▶ [Task statement]: Set down the records once more, please, exactly and with the pictures left out.

▶ [Raw data]:
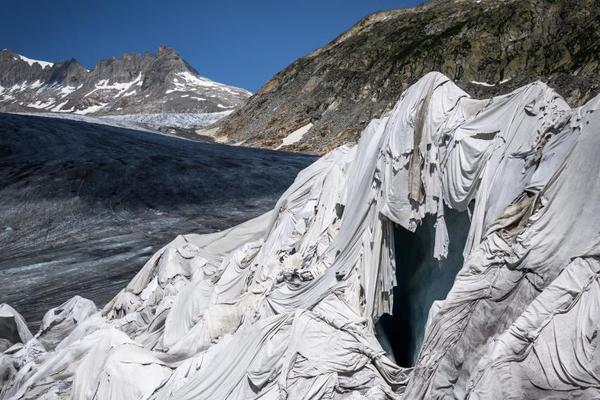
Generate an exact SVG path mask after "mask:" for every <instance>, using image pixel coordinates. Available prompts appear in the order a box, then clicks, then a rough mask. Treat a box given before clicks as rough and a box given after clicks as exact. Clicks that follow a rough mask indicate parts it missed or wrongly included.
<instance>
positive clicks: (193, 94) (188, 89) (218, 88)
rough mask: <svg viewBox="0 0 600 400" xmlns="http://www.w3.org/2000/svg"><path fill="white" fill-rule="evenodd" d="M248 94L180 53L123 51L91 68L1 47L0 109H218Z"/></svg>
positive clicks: (116, 109)
mask: <svg viewBox="0 0 600 400" xmlns="http://www.w3.org/2000/svg"><path fill="white" fill-rule="evenodd" d="M249 96H250V93H249V92H248V91H246V90H243V89H239V88H236V87H232V86H228V85H224V84H221V83H218V82H214V81H211V80H209V79H207V78H204V77H201V76H200V75H199V74H198V72H197V71H196V69H194V68H193V67H192V66H191V65H190V64H189V63H187V62H186V61H185V60H184V59H183V58H182V57H181V56H180V55H179V53H178V52H177V51H176V50H175V49H173V48H170V47H166V46H163V45H161V46H159V48H158V51H157V52H156V54H152V53H144V54H140V53H125V54H124V55H123V56H122V57H121V58H115V57H111V58H107V59H104V60H102V61H100V62H98V64H97V65H95V66H94V67H93V68H92V69H91V70H90V71H88V70H87V69H86V68H85V67H83V66H82V65H81V64H80V63H79V62H77V61H76V60H74V59H71V60H67V61H61V62H57V63H55V64H51V63H45V62H43V61H36V60H31V59H28V58H26V57H23V56H21V55H19V54H15V53H13V52H11V51H10V50H3V51H2V52H0V111H46V112H47V111H51V112H73V113H79V114H139V113H150V114H152V113H192V114H198V113H200V114H203V113H223V112H226V111H232V110H233V109H234V108H236V107H238V106H239V105H240V104H242V103H243V102H244V101H245V100H246V99H247V98H248V97H249Z"/></svg>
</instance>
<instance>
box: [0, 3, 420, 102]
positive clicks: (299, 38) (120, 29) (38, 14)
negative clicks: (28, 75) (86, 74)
mask: <svg viewBox="0 0 600 400" xmlns="http://www.w3.org/2000/svg"><path fill="white" fill-rule="evenodd" d="M419 2H420V1H416V0H395V1H393V0H296V1H283V0H280V1H272V0H237V1H234V0H216V1H200V0H196V1H193V0H172V1H157V0H146V1H141V0H140V1H132V0H119V1H116V0H52V1H51V0H37V1H25V0H17V1H15V0H3V1H2V14H3V15H4V18H2V24H0V48H9V49H11V50H13V51H15V52H17V53H20V54H23V55H25V56H27V57H30V58H35V59H40V60H45V61H58V60H63V59H67V58H71V57H73V58H75V59H77V60H78V61H79V62H81V63H82V64H83V65H85V66H86V67H88V68H89V67H92V66H93V65H94V64H96V62H97V61H99V60H100V59H102V58H107V57H112V56H117V57H120V56H121V55H122V54H123V53H125V52H134V51H135V52H146V51H151V52H155V51H156V49H157V47H158V45H159V44H166V45H168V46H171V47H174V48H176V49H177V50H178V51H179V53H180V54H181V55H182V56H183V57H184V58H185V59H186V60H187V61H188V62H189V63H190V64H192V65H193V66H194V67H195V68H196V69H197V70H198V71H199V72H200V74H201V75H203V76H206V77H208V78H211V79H214V80H217V81H221V82H225V83H229V84H232V85H236V86H241V87H244V88H246V89H249V90H251V91H256V90H257V89H258V88H259V87H260V86H261V85H262V84H263V83H265V82H266V81H267V80H268V79H269V78H270V77H271V76H272V75H274V74H275V73H276V72H278V71H279V70H281V69H282V68H284V67H285V66H287V65H288V64H290V63H291V62H292V61H294V60H295V59H296V58H298V57H300V56H303V55H306V54H308V53H310V52H311V51H312V50H314V49H316V48H318V47H320V46H322V45H324V44H326V43H327V42H329V41H330V40H332V39H334V38H335V37H336V36H337V35H338V34H340V33H342V32H343V31H344V30H346V29H348V28H349V27H350V26H352V25H353V24H354V23H355V22H357V21H358V20H360V19H361V18H362V17H364V16H366V15H367V14H370V13H372V12H374V11H379V10H386V9H392V8H400V7H411V6H413V5H415V4H417V3H419Z"/></svg>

▶ [Reply]:
Generate an exact SVG path mask after "mask:" for every <instance>, using image pixel coordinates. Available prompts appear in the order a box, then clicks, then a rough mask. Treat a box given before clicks as rough and a box given after clicks as exact. Clicks that follow a rough mask indicate parts it missed or wrongly included.
<instance>
positive clicks: (193, 94) (188, 89) (218, 88)
rough mask: <svg viewBox="0 0 600 400" xmlns="http://www.w3.org/2000/svg"><path fill="white" fill-rule="evenodd" d="M248 94L180 53L123 51L91 68L1 47L0 109H218Z"/></svg>
positive clicks: (116, 109)
mask: <svg viewBox="0 0 600 400" xmlns="http://www.w3.org/2000/svg"><path fill="white" fill-rule="evenodd" d="M249 96H250V93H249V92H248V91H246V90H243V89H239V88H236V87H232V86H228V85H224V84H221V83H218V82H214V81H211V80H209V79H207V78H204V77H201V76H200V75H199V74H198V72H197V71H196V69H194V68H193V67H192V66H191V65H190V64H189V63H187V62H186V61H185V60H184V59H183V58H182V57H181V56H180V55H179V53H178V52H177V51H176V50H175V49H173V48H170V47H166V46H163V45H161V46H159V48H158V51H157V52H156V54H152V53H144V54H140V53H125V54H124V55H123V56H122V57H121V58H115V57H111V58H107V59H104V60H102V61H100V62H98V64H97V65H95V66H94V67H93V68H92V69H91V70H90V71H88V70H87V69H86V68H85V67H83V66H82V65H81V64H80V63H79V62H77V61H76V60H74V59H71V60H67V61H61V62H57V63H55V64H51V63H45V62H43V61H36V60H31V59H28V58H26V57H23V56H21V55H19V54H15V53H13V52H11V51H10V50H3V51H2V52H0V111H46V112H47V111H51V112H73V113H79V114H139V113H150V114H152V113H192V114H198V113H200V114H203V113H223V112H226V111H232V110H233V109H234V108H236V107H238V106H239V105H240V104H242V103H243V102H244V101H245V100H246V99H247V98H248V97H249Z"/></svg>
</instance>
<instance>
box: [0, 3, 420, 102]
positive clicks: (299, 38) (120, 29) (38, 14)
negative clicks: (28, 75) (86, 74)
mask: <svg viewBox="0 0 600 400" xmlns="http://www.w3.org/2000/svg"><path fill="white" fill-rule="evenodd" d="M419 2H420V1H416V0H395V1H393V0H296V1H283V0H280V1H272V0H237V1H234V0H216V1H200V0H196V1H193V0H172V1H157V0H146V1H141V0H140V1H132V0H119V1H116V0H52V1H51V0H37V1H25V0H17V1H15V0H3V1H2V14H3V15H4V18H2V24H0V48H9V49H11V50H13V51H15V52H17V53H20V54H23V55H25V56H27V57H30V58H35V59H40V60H45V61H58V60H63V59H67V58H71V57H73V58H75V59H77V60H78V61H79V62H81V63H82V64H83V65H85V66H86V67H88V68H89V67H92V66H93V65H94V64H96V62H97V61H99V60H100V59H102V58H107V57H112V56H117V57H120V56H121V55H122V54H123V53H125V52H134V51H135V52H146V51H151V52H155V51H156V49H157V47H158V45H159V44H166V45H168V46H171V47H174V48H176V49H177V50H178V51H179V53H180V54H181V55H182V56H183V57H184V58H185V59H186V60H187V61H188V62H189V63H190V64H192V65H193V66H194V67H195V68H196V69H197V70H198V71H199V72H200V74H201V75H203V76H206V77H208V78H211V79H214V80H217V81H221V82H225V83H229V84H232V85H236V86H241V87H244V88H246V89H249V90H251V91H256V90H257V89H258V88H259V87H260V86H261V85H262V84H263V83H265V82H266V81H267V80H268V79H269V78H270V77H271V76H272V75H274V74H275V73H276V72H278V71H279V70H281V69H282V68H284V67H285V66H287V65H288V64H290V63H291V62H292V61H294V60H295V59H296V58H298V57H300V56H303V55H306V54H308V53H310V52H311V51H312V50H314V49H316V48H318V47H320V46H322V45H324V44H326V43H327V42H329V41H330V40H332V39H334V38H335V37H336V36H337V35H338V34H340V33H342V32H343V31H344V30H346V29H348V28H349V27H350V26H352V25H353V24H354V23H355V22H357V21H358V20H360V19H361V18H362V17H364V16H366V15H367V14H370V13H372V12H374V11H379V10H386V9H392V8H400V7H411V6H413V5H415V4H417V3H419Z"/></svg>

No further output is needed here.